> **Objective**: Copy out every line of the records word for word, but leave out the pictures.

> **Dataset content**:
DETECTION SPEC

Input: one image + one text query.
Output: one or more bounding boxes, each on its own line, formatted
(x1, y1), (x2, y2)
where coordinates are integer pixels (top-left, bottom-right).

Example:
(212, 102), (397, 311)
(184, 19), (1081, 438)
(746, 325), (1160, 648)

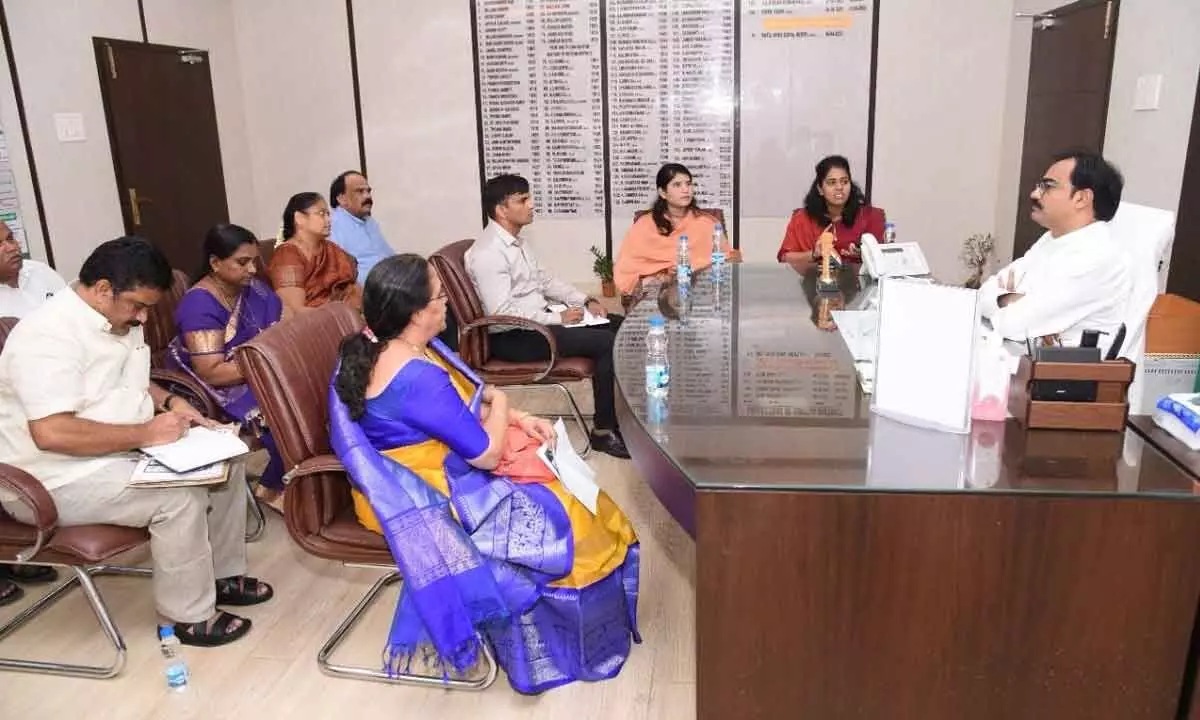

> **Answer to the problem**:
DETECTION SPEC

Input: one image + one text query.
Output: one or more bounding boxes, each on its own line, formatted
(x1, y1), (x2, y2)
where coordinates are integer pixels (top-left, bottom-right).

Example:
(212, 102), (397, 311)
(184, 19), (1081, 438)
(746, 325), (1160, 648)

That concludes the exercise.